*What this task involves:* Reproduce every line of the records from the start through the line containing "[159,575,355,824]", both ends included and requests kept. In each answer, scale every bounding-box coordinate by 0.7 and round it to a whole number, rounding halves up. Leave the numbers in the requests unchanged.

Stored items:

## Begin

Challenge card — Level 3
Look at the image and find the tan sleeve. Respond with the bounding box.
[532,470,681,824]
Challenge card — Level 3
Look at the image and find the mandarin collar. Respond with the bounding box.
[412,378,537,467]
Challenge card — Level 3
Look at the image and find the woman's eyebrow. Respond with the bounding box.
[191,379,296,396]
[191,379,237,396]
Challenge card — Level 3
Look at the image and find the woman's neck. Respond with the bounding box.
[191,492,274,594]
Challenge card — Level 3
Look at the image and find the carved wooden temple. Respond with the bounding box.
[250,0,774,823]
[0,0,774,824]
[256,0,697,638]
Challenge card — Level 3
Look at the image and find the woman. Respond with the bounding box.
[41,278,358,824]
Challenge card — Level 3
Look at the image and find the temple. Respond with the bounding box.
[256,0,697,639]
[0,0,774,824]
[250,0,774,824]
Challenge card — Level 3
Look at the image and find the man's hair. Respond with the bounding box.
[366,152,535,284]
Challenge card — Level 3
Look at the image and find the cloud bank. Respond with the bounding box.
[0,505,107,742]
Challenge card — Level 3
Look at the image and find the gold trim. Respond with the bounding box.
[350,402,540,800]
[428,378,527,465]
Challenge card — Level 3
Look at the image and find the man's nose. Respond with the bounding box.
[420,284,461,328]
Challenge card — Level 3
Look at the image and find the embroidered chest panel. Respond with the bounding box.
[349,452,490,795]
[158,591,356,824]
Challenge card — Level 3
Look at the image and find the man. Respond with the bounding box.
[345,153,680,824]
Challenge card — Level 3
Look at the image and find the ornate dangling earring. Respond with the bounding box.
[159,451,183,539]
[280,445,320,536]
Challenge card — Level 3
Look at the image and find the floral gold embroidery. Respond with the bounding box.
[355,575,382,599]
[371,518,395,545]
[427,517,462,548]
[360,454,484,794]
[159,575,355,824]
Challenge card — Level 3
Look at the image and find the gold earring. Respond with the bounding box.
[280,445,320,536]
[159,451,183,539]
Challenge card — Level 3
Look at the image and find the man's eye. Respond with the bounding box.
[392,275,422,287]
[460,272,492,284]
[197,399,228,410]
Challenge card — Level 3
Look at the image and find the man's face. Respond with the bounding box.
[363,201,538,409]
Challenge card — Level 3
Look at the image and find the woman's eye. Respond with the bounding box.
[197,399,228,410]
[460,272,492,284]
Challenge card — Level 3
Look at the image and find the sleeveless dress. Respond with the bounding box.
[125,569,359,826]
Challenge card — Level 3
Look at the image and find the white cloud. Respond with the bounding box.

## End

*Written answer:*
Challenge card — Level 3
Look at the image and find the tan sleeve. Respond with the bounding box.
[372,329,477,577]
Challenge card — Level 3
Look at the image and find the mandarin collar. Respond with the bounding box.
[288,265,376,327]
Challenge card — Level 3
Look at the image and find the woman's eyebrow. Respond with the bounding box.
[134,265,207,277]
[134,265,166,277]
Challenge card — Level 3
Look at the image and find the woman's neck. Respond with the bounding box.
[134,344,192,416]
Challenge card — Level 3
Look at the image and find the carved wooden temple. Respond with the bounding box.
[175,0,542,576]
[0,0,542,577]
[179,0,488,447]
Challenge card — Level 3
Look at the image and find the woman. Respond with the bounding box.
[29,195,251,577]
Challenge card — Level 3
Look at the image and find the temple. Respond with the bounding box.
[179,0,488,447]
[0,0,542,577]
[175,0,542,577]
Challenge card — Level 3
Look at the image and find the man's hair. Respond with the bounding box.
[256,106,375,199]
Challenge card — Level 3
Look at the image and find the cloud bank. Respond with the bounding box.
[0,354,75,519]
Challenge card — Level 3
Look at the image and find the gold trim. Respond with the bounding box.
[245,281,378,560]
[300,265,369,326]
Challenge card — Level 3
Look at the image and find the man's nose. Respond with the bounding box.
[294,199,323,230]
Challenge card — Level 3
Look at the image and find the embroidered chest panel. Respond with the bounding box.
[244,316,343,557]
[111,414,249,577]
Challenge card — Level 3
Look at the image and find the man. Respond with the bounding box.
[242,107,476,577]
Challenge card — Level 3
Look at the image and find the ornate dangling earring. Respond with the bounding box.
[111,316,128,377]
[196,312,224,375]
Challenge card — Level 3
Look at the image and find the floral gold embroidery. Respond with the bounding box.
[249,403,267,419]
[260,363,277,382]
[299,362,323,384]
[252,318,339,556]
[111,403,249,577]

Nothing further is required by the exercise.